### Text block:
## start
CRA is an important piece of banking legislation that dates back to 1977. However, it has evolved into a catalyst for community development and a powerful relationship building tool. 

In this guide, we walk you through the basics of CRA and how understanding and embracing its principles can transform compliance requirements into impactful business development opportunities.

CRA explained beyond regulatory compliance

The Community Reinvestment Act (CRA) is a federal law that was created to ensure fair access to banking services for everyone. Federal regulators regularly evaluate banks to see how well they’re serving all parts of their communities, including lower-income areas. Banks receive ratings based on these evaluations, which show whether they’re meeting local needs, especially in underserved neighborhoods.

While following CRA is required, it’s more than just a box to check. It’s an opportunity for banks to be active, positive forces in all the neighborhoods they serve. By complying with CRA, banks also:

  • Help build stronger communities, particularly in the markets where your bank does business
  • Gain competitive advantages by serving markets where other lenders aren’t focused
  • Develop better relationships with all their customers

Understanding CRA credit

At your bank, you may hear colleagues talking about “earning CRA credit.” CRA credit forms the foundation of your bank’s CRA rating and represents documented activities that demonstrate its commitment to serving people and businesses throughout its markets. Banks earn CRA credit through three primary activities:

  • Lending: Supporting underserved communities by providing small business loans under $1 million, mortgages in low- to moderate income areas or to people living with low- to moderate incomes, and creating innovative lending programs that demonstrate commitment to local economic development. Lending activities make up 50% of a bank’s overall CRA rating. 
  • Investment: Providing critical capital to the community through equity investments, grants to nonprofit organizations, and support for affordable housing to create lasting economic growth in underserved communities.
  • Service: Empowering communities through financial education, technical assistance to small businesses, leadership on community boards, and having branch presence in underserved areas.
## end
### Excerpted data:
## start
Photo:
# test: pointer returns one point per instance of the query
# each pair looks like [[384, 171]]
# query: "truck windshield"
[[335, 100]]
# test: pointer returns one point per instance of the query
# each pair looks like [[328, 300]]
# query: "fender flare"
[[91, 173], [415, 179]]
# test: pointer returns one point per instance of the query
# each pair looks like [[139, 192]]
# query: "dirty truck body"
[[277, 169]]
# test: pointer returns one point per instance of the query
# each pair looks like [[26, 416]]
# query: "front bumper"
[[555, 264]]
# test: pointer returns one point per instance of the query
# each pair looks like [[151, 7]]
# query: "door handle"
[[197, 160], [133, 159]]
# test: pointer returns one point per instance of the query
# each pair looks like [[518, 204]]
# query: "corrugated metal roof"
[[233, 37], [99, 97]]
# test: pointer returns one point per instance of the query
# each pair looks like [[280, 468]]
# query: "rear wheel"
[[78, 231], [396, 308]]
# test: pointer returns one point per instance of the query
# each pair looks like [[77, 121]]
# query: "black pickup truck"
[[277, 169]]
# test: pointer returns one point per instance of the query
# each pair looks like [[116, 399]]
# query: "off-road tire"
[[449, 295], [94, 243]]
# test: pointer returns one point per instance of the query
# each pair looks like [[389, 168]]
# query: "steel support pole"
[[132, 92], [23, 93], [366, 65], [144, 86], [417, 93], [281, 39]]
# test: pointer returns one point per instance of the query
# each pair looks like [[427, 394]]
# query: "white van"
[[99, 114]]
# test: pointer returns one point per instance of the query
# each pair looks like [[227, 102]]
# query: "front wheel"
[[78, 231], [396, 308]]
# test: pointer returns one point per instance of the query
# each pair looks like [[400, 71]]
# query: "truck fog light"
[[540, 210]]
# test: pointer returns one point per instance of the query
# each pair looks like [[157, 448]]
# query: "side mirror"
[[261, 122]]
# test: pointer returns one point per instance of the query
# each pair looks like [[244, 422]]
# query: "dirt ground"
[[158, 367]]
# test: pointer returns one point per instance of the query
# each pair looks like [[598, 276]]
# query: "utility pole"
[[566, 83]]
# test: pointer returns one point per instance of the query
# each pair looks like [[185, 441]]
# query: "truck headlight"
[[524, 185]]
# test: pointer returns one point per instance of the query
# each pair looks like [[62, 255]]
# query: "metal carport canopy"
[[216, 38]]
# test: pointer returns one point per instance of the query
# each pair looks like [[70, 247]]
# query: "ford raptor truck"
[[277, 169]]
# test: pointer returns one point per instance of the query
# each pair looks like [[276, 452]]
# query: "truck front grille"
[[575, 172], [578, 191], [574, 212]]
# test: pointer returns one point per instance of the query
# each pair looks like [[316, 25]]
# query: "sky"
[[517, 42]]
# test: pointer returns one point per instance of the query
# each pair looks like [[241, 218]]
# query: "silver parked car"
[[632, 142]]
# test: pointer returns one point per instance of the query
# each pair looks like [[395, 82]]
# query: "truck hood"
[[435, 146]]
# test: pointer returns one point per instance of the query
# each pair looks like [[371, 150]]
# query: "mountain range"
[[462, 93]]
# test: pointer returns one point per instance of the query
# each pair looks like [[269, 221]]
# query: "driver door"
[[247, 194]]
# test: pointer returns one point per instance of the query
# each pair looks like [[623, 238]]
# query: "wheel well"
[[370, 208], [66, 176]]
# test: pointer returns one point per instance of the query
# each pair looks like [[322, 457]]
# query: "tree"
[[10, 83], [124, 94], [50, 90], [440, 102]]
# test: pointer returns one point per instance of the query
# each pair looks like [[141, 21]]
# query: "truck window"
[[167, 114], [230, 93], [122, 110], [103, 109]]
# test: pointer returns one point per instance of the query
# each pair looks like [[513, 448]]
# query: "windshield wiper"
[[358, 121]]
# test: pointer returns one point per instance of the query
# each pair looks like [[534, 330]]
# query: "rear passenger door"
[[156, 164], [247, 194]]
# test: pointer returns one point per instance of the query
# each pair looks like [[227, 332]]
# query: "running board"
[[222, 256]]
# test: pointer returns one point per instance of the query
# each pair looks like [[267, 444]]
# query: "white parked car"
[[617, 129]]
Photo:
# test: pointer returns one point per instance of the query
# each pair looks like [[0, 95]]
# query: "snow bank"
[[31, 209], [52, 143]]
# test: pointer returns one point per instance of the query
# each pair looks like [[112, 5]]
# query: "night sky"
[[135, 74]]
## end
### Short problem:
From the CRA guide, copy word for word the passage from "Understanding CRA credit" to "overall CRA rating.".

### Expected output:
Understanding CRA credit

At your bank, you may hear colleagues talking about “earning CRA credit.” CRA credit forms the foundation of your bank’s CRA rating and represents documented activities that demonstrate its commitment to serving people and businesses throughout its markets. Banks earn CRA credit through three primary activities:

  • Lending: Supporting underserved communities by providing small business loans under $1 million, mortgages in low- to moderate income areas or to people living with low- to moderate incomes, and creating innovative lending programs that demonstrate commitment to local economic development. Lending activities make up 50% of a bank’s overall CRA rating.